Reproduce every line of the data below with no changes at all.

[A block of data]
--------------------

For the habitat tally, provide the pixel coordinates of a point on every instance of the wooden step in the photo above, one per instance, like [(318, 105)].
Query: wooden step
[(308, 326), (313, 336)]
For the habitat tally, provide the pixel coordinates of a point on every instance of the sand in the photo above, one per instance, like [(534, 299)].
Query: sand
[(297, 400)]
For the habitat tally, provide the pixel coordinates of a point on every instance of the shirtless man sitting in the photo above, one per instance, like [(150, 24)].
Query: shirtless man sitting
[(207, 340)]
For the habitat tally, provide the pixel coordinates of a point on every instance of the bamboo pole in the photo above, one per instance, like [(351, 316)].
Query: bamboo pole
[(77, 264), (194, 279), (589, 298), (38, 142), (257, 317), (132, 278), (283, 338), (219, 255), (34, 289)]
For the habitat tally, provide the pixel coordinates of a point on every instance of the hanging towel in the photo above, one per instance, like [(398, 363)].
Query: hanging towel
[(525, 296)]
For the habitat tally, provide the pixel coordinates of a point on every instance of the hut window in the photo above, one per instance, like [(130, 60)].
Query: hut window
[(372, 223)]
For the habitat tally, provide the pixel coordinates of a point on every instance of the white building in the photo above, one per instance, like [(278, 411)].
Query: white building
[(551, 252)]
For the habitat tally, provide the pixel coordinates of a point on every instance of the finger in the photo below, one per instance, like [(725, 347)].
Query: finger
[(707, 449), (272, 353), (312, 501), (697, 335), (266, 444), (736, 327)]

--------------------

ANSWER TO THE PROBLEM:
For the habitat tally, provide the pixel coordinates of a point on every instance of the wooden step in the photo above, one per instance, like [(318, 105)].
Query: wooden step
[(308, 326), (313, 336)]
For the habitat tally, provide the pixel coordinates of a point on every instance of the sand in the photo above, one per instance, like [(534, 299)].
Query: sand
[(297, 400)]
For the habitat tally, provide the pixel coordinates of a point on every instance of the shirtless man sitting in the photo above, one per instance, like [(150, 24)].
Query: shirtless man sitting
[(207, 340)]
For the habitat tally, provide the pixel coordinates of a point on every instance of the bamboo pole in the photo above, one per instance, like [(351, 316)].
Query: bamboo pole
[(77, 264), (194, 279), (589, 298), (38, 142), (257, 317), (132, 278), (283, 338), (219, 255), (34, 289)]
For the habitat tally, provide the pixel coordinates of a point on every instance of the hanging towel in the photo above, one per instance, like [(398, 363)].
Query: hanging towel
[(525, 296)]
For the habitat tally, provide the pixel coordinates of a point on every instance of the hut window in the photo above, one per instance, like [(130, 60)].
Query: hut window
[(372, 223)]
For the habitat tally, provide the pixel coordinates of a point on every instance of the white building in the photo above, one per instance, like [(278, 411)].
Query: white building
[(551, 252)]
For the habitat tally, provide the pixel coordinates of a point on every instance of the finger in the photo below, one per instance, like [(725, 347)].
Query: finger
[(707, 449), (272, 353), (312, 501), (697, 335), (266, 444), (736, 327)]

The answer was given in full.